- STATED TASK
Take the line containing "Would you be able to mark the mountain peak" and every line after it in the data below, and print them exactly as given, with nothing else.

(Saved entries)

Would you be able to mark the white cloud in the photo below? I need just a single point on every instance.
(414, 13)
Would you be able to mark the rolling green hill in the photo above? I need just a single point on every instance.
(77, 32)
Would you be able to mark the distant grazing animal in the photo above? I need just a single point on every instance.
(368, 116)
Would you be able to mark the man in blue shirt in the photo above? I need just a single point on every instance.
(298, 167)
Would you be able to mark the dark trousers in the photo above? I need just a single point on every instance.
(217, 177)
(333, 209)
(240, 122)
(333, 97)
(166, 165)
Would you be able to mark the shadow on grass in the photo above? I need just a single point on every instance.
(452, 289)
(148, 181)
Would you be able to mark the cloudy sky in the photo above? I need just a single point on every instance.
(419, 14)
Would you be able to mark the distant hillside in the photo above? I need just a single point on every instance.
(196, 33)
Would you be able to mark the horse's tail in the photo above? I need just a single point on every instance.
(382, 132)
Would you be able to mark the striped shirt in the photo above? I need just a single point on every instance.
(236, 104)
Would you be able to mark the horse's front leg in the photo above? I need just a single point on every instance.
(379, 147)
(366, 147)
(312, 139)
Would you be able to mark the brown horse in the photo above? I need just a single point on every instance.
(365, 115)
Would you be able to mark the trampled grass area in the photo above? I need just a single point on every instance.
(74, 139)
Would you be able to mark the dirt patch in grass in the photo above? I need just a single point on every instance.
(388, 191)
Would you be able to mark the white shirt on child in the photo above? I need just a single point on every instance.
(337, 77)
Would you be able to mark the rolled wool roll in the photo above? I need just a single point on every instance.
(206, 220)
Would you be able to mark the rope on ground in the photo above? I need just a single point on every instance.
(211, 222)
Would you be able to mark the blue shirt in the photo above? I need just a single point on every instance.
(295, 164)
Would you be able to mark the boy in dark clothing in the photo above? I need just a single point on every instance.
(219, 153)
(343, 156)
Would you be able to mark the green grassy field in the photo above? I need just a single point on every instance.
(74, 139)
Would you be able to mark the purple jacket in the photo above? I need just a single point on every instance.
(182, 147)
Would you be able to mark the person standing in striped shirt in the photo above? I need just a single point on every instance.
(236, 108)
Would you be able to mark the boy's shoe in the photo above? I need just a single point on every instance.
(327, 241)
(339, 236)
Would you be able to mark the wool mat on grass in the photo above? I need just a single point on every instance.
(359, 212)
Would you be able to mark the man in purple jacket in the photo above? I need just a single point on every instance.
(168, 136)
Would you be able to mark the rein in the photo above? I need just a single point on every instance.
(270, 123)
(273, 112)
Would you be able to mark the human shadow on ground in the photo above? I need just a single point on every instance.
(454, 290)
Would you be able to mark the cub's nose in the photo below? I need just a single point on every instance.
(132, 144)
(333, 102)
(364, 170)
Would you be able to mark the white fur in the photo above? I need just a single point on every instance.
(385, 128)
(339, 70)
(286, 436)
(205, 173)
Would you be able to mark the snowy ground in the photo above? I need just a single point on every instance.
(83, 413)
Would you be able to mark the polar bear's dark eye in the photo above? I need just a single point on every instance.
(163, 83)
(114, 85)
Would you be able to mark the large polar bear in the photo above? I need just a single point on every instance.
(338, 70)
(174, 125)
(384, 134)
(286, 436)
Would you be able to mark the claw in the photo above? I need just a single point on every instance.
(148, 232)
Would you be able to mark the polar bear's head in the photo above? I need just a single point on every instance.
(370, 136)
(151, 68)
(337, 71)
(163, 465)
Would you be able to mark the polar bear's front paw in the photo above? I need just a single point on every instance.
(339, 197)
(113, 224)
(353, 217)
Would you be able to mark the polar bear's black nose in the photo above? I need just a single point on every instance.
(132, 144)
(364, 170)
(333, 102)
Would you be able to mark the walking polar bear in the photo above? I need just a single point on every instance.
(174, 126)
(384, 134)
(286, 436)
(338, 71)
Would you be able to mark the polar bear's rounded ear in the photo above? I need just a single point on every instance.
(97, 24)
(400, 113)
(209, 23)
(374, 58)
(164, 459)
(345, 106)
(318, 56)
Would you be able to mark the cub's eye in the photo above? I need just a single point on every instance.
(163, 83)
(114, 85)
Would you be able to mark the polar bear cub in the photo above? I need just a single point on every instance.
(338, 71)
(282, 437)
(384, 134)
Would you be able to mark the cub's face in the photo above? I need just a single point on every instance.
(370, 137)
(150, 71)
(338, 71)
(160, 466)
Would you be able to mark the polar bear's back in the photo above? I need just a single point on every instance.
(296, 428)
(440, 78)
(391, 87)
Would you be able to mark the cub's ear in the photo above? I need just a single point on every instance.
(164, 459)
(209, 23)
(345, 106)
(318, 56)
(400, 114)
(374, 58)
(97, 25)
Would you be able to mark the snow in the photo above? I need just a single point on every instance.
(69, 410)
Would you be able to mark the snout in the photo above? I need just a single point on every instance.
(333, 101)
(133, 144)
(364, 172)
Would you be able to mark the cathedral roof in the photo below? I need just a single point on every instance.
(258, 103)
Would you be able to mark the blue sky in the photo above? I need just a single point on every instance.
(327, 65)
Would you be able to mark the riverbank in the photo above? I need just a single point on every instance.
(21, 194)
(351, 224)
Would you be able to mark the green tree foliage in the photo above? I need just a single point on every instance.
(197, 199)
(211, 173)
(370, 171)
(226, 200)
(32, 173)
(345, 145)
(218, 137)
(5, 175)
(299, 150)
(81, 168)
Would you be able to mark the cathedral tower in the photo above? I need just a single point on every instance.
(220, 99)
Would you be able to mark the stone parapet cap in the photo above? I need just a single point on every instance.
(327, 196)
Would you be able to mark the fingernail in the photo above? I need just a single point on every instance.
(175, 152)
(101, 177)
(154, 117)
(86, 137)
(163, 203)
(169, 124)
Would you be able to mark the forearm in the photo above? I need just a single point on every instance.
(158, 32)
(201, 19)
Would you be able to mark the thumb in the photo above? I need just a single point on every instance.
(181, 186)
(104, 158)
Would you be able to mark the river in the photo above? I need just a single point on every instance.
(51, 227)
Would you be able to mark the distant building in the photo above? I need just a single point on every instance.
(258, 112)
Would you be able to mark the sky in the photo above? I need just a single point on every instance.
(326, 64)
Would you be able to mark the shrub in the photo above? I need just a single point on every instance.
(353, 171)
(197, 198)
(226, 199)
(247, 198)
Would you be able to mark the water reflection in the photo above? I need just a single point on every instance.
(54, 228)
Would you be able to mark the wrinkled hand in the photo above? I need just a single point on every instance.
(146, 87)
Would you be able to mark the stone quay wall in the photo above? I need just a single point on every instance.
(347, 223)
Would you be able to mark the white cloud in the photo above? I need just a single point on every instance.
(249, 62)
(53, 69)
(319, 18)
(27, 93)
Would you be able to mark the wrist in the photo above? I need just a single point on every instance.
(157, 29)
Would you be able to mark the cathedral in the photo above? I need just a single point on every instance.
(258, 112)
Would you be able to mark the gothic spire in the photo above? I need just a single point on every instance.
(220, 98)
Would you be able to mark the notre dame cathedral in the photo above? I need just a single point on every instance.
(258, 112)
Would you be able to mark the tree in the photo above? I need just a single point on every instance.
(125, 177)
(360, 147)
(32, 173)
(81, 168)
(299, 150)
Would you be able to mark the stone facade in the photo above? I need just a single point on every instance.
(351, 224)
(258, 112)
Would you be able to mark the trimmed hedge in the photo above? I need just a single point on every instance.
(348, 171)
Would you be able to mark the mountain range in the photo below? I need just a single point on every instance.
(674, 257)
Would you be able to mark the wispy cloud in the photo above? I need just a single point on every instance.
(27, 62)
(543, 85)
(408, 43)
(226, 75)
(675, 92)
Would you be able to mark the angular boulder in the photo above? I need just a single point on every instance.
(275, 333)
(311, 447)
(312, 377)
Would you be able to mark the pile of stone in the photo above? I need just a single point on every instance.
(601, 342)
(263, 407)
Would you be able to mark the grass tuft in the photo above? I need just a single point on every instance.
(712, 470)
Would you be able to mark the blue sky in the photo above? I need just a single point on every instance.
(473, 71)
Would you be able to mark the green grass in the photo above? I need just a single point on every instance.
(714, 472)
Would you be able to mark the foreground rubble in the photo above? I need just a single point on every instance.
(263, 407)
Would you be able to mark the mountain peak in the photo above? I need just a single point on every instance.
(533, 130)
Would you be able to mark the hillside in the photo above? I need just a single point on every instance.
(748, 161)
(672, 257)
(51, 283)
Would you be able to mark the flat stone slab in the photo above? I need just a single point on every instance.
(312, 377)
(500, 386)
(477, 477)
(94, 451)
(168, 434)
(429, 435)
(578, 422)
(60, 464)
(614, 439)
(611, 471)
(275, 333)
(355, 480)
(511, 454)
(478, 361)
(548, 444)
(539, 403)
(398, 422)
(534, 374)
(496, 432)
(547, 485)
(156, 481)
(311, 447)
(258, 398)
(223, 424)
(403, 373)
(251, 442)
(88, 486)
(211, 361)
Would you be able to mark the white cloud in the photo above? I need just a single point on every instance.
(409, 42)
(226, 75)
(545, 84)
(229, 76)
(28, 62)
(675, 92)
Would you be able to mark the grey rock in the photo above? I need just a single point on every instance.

- CORRECT OUTPUT
Would you be able to mark the mountain peak in the photo above? I need just a single point on every instance.
(533, 130)
Would you be able to mark the hillside in the photo above? I need just a single point on every instance.
(748, 161)
(672, 257)
(51, 283)
Would you be able to mark the flat stone slab in the photo above? I need just a single point on every instance.
(312, 377)
(500, 386)
(477, 477)
(94, 451)
(168, 434)
(429, 435)
(578, 422)
(60, 464)
(614, 439)
(611, 471)
(275, 333)
(355, 480)
(511, 454)
(478, 361)
(548, 444)
(539, 403)
(398, 422)
(534, 374)
(496, 432)
(547, 485)
(156, 481)
(311, 447)
(258, 398)
(223, 424)
(403, 373)
(251, 442)
(88, 486)
(211, 361)
Would you be able to mark the white cloud in the photo above? I need just a single point on every instance.
(409, 42)
(226, 75)
(545, 84)
(229, 76)
(28, 62)
(675, 92)
Would you be able to mark the grey rock in the photo above? I need just a single point on every instance.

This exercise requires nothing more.